» EXERCISE OBJECTIVE
Reproduce the entire listing below verbatim, line for line.

Contour labeling listing
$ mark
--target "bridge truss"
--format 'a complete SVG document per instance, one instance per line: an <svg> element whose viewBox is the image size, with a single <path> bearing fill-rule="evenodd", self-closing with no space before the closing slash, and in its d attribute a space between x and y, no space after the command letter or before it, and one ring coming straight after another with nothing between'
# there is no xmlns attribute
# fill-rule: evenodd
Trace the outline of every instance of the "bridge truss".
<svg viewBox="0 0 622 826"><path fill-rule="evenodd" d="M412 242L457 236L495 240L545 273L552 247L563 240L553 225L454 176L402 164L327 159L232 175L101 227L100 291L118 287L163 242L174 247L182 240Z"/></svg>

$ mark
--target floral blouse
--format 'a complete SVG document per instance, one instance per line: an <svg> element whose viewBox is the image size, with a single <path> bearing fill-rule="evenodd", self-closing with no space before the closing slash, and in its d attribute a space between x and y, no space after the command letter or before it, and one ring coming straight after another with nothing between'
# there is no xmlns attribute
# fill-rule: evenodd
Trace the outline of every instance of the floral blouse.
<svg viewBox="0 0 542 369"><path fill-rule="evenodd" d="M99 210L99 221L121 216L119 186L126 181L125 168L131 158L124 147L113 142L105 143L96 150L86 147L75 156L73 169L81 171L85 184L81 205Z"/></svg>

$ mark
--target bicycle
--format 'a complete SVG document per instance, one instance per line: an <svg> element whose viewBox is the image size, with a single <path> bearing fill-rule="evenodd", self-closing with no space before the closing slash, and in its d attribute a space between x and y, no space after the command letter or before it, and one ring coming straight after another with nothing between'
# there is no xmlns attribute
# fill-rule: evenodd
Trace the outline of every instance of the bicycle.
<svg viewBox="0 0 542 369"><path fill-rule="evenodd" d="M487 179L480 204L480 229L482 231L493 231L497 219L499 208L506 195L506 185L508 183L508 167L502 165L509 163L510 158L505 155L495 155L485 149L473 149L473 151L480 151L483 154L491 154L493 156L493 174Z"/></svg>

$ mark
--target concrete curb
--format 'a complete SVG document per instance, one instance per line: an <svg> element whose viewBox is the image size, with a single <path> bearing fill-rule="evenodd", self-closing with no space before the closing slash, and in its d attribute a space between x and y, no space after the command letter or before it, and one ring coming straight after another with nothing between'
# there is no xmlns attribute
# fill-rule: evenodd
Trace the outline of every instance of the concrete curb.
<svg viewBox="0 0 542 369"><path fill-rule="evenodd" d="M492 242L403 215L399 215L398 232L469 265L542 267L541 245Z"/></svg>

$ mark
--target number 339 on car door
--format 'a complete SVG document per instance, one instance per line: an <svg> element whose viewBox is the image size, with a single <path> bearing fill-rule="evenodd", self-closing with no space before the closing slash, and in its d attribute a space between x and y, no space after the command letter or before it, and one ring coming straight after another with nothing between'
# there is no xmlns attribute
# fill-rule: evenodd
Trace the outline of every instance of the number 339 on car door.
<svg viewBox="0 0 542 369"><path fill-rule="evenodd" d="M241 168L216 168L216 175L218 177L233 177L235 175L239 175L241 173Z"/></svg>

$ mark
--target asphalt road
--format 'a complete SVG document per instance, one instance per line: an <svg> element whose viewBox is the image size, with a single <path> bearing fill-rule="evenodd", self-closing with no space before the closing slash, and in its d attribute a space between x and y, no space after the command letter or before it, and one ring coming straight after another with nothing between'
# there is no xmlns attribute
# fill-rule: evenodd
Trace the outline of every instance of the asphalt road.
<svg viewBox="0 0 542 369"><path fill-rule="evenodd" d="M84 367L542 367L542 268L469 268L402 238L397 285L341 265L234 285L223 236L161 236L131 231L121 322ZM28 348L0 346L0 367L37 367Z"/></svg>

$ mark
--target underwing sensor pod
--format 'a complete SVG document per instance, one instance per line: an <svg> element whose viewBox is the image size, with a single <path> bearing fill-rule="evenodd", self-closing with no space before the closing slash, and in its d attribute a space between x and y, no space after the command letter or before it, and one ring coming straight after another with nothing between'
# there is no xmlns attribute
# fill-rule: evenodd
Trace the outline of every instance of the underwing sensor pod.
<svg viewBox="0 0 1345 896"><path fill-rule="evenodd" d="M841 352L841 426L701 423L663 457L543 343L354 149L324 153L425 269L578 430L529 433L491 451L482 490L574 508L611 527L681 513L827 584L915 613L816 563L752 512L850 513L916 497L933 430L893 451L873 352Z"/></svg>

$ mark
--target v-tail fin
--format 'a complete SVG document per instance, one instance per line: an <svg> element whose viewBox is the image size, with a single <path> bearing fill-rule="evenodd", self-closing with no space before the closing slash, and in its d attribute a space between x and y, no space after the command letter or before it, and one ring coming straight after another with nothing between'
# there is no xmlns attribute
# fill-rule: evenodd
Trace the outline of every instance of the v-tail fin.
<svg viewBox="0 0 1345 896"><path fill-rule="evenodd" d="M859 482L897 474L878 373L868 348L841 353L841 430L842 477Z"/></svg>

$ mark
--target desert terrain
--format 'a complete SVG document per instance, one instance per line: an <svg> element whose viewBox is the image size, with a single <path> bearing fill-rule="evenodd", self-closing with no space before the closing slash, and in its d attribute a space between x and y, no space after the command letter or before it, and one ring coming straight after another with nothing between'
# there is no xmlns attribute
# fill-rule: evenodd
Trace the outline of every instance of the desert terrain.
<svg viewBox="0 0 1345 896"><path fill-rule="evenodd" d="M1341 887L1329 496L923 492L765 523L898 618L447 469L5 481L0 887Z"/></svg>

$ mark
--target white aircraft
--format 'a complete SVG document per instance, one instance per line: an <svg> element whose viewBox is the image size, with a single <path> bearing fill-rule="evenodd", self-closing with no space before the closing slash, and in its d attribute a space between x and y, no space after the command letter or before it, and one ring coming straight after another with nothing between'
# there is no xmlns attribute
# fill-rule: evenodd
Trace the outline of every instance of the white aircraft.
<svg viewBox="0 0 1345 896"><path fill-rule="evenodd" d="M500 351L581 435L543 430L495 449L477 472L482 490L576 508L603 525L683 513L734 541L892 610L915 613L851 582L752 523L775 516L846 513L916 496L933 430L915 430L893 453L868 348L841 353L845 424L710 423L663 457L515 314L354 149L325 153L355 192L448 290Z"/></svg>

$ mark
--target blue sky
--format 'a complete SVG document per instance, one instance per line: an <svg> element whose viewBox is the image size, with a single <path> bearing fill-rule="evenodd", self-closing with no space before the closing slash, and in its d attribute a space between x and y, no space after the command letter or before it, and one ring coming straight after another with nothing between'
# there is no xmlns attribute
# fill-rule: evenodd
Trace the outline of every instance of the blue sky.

» TASK RESPONSE
$ mark
--target "bridge truss"
--format 'a complete SVG document per instance, one instance per line: an <svg> element whose viewBox is the image size, with a single <path> bearing fill-rule="evenodd", self-closing with no space before the closing slash, and in its d attribute a space between x and y, no space after the command letter or before it, and one ring coming straight after another with nothing between'
# there is no xmlns attribute
# fill-rule: evenodd
Trace the outline of every instance of the "bridge truss".
<svg viewBox="0 0 622 826"><path fill-rule="evenodd" d="M412 242L457 236L495 240L545 273L552 247L563 240L553 225L454 176L402 164L327 159L232 175L101 227L100 291L118 287L163 242L174 247L182 240Z"/></svg>

$ mark
--target floral blouse
--format 'a complete SVG document per instance, one instance per line: an <svg> element whose viewBox is the image size, with a single <path> bearing fill-rule="evenodd", self-closing with no space before the closing slash, and in its d attribute a space between x and y, no space after the command letter or before it, and one ring coming straight after another with nothing between'
# there is no xmlns attribute
# fill-rule: evenodd
Trace the outline of every instance of the floral blouse.
<svg viewBox="0 0 542 369"><path fill-rule="evenodd" d="M99 210L99 221L121 216L119 186L126 181L125 168L131 158L124 147L113 142L105 143L96 150L86 147L75 156L73 169L81 171L85 184L81 205Z"/></svg>

$ mark
--target bicycle
--format 'a complete SVG document per instance, one instance per line: an <svg> element whose viewBox is the image size, with a single <path> bearing fill-rule="evenodd", self-closing with no space before the closing slash, and in its d attribute a space between x and y, no space after the command letter or before it, and one ring coming straight after another with nothing between'
# there is no xmlns attribute
# fill-rule: evenodd
Trace the outline of every instance of the bicycle.
<svg viewBox="0 0 542 369"><path fill-rule="evenodd" d="M487 179L480 204L480 229L482 231L493 231L497 219L499 208L506 195L506 185L508 183L508 167L502 165L509 163L510 158L505 155L495 155L485 149L473 149L473 151L480 151L483 154L491 154L493 156L493 174Z"/></svg>

$ mark
--target concrete curb
--format 'a complete SVG document per instance, one instance per line: an <svg> element whose viewBox is the image size, with a single <path> bearing fill-rule="evenodd", self-closing with no space before the closing slash, and in its d attribute a space between x and y, no space after the command letter or before it, and one ring coming straight after another with nothing between'
# there is no xmlns attribute
# fill-rule: evenodd
Trace the outline of every instance of the concrete curb.
<svg viewBox="0 0 542 369"><path fill-rule="evenodd" d="M492 242L403 215L399 215L398 232L469 265L542 267L541 245Z"/></svg>

$ mark
--target number 339 on car door
--format 'a complete SVG document per instance, one instance per line: an <svg> element whose viewBox is the image size, with a single <path> bearing fill-rule="evenodd", self-closing with no space before the closing slash, and in its d attribute a space between x and y, no space after the command letter or before it, and one ring coming straight after another with nothing between'
# there is no xmlns attribute
# fill-rule: evenodd
Trace the outline of every instance of the number 339 on car door.
<svg viewBox="0 0 542 369"><path fill-rule="evenodd" d="M241 168L216 168L216 175L218 177L233 177L235 175L239 175L241 173Z"/></svg>

$ mark
--target asphalt road
--format 'a complete SVG document per instance, one instance per line: an <svg> element whose viewBox is the image size, with a single <path> bearing fill-rule="evenodd", self-closing with no space before the closing slash, and in its d attribute a space between x and y, no space after the command letter or before it, and one ring coming straight after another with nothing between'
# there is no xmlns attribute
# fill-rule: evenodd
Trace the outline of every instance of the asphalt road.
<svg viewBox="0 0 542 369"><path fill-rule="evenodd" d="M84 367L542 367L542 268L469 268L402 238L397 285L341 265L234 285L223 236L161 236L131 231L121 322ZM28 348L0 346L0 367L37 367Z"/></svg>

$ mark
--target underwing sensor pod
--format 'a complete SVG document per instance, one instance per line: an <svg> element whose viewBox is the image size, with a single <path> bearing fill-rule="evenodd", self-closing with no space before the closing slash, and in its d attribute a space between x and y, no space after the command letter or before it, and one ring coming straight after another with nothing between'
# there is no xmlns attribute
# fill-rule: evenodd
Trace the outline of every instance of the underwing sensor pod.
<svg viewBox="0 0 1345 896"><path fill-rule="evenodd" d="M841 352L841 426L701 423L663 457L543 343L354 149L324 153L425 269L578 430L529 433L491 451L482 490L574 508L611 527L681 513L827 584L915 613L816 563L752 512L850 513L916 497L933 430L893 451L873 352Z"/></svg>

$ mark
--target v-tail fin
--format 'a complete SVG document per instance, one instance per line: an <svg> element whose viewBox is the image size, with a single <path> bearing fill-rule="evenodd", self-closing with no space before the closing slash, and in its d attribute a space between x and y, no space after the command letter or before it, and one ring coming straight after another with nothing between'
# there is no xmlns attribute
# fill-rule: evenodd
Trace the outline of every instance of the v-tail fin.
<svg viewBox="0 0 1345 896"><path fill-rule="evenodd" d="M859 482L897 474L878 373L868 348L841 353L841 430L842 477Z"/></svg>

$ mark
--target desert terrain
--format 'a complete SVG document per instance, one instance per line: an <svg> element whose viewBox is the image size, with a single <path> bearing fill-rule="evenodd", self-closing with no space before the closing slash, and in its d attribute a space between x and y, no space after the command letter or before it, and one ring coming straight after another with nothing between'
# there is no xmlns attribute
# fill-rule: evenodd
Trace the outline of every instance of the desert terrain.
<svg viewBox="0 0 1345 896"><path fill-rule="evenodd" d="M1341 887L1329 496L923 492L765 523L898 618L447 469L5 481L0 887Z"/></svg>

$ mark
--target white aircraft
--format 'a complete SVG document per instance, one instance per line: an <svg> element whose viewBox is the image size, with a single <path> bearing fill-rule="evenodd", self-closing with no space before the closing slash, and in its d attribute a space between x and y, no space after the command letter or before it, and one ring coming straight after another with nothing between'
# there is no xmlns attribute
# fill-rule: evenodd
Trace the outline of every instance of the white aircraft.
<svg viewBox="0 0 1345 896"><path fill-rule="evenodd" d="M500 351L581 435L543 430L495 449L477 472L482 490L576 508L603 525L683 513L734 541L892 610L915 613L851 582L752 523L775 516L846 513L916 496L933 430L915 430L893 453L868 348L841 353L845 424L710 423L663 457L515 314L354 149L325 153L355 192L448 290Z"/></svg>

$ mark
--target blue sky
--format 'a complete SVG document per instance, one instance per line: an <svg> element whose viewBox is the image size, with a single <path> bearing fill-rule="evenodd", self-closing with no space before the closing slash, and in its d attribute a space between x and y, no space after the command letter or before it, and one ring coming straight after another with nothing between'
# there is no xmlns attribute
# fill-rule: evenodd
Trace the outline of every instance of the blue sky.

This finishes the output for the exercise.